# Start of Entries supplied

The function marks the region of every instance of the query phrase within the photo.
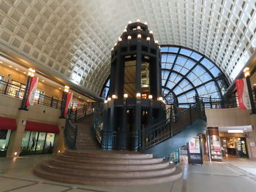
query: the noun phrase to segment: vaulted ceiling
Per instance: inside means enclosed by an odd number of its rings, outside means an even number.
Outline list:
[[[0,0],[0,43],[99,94],[111,48],[137,19],[160,45],[211,58],[230,81],[256,47],[256,0]]]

# End of Entries supplied

__Exercise details__
Rewrite the rows above with every occurrence of "photo" replaced by "image" and nothing else changed, omitting the pictures.

__Response to the exercise__
The function marks the region of every instance of the query phrase within the image.
query: the noun phrase to segment: vaulted ceiling
Per instance: inside means enclosed by an odd number of its rings, outside means an even number.
Outline list:
[[[0,0],[0,43],[99,94],[111,48],[137,19],[160,45],[211,58],[230,81],[256,47],[256,0]]]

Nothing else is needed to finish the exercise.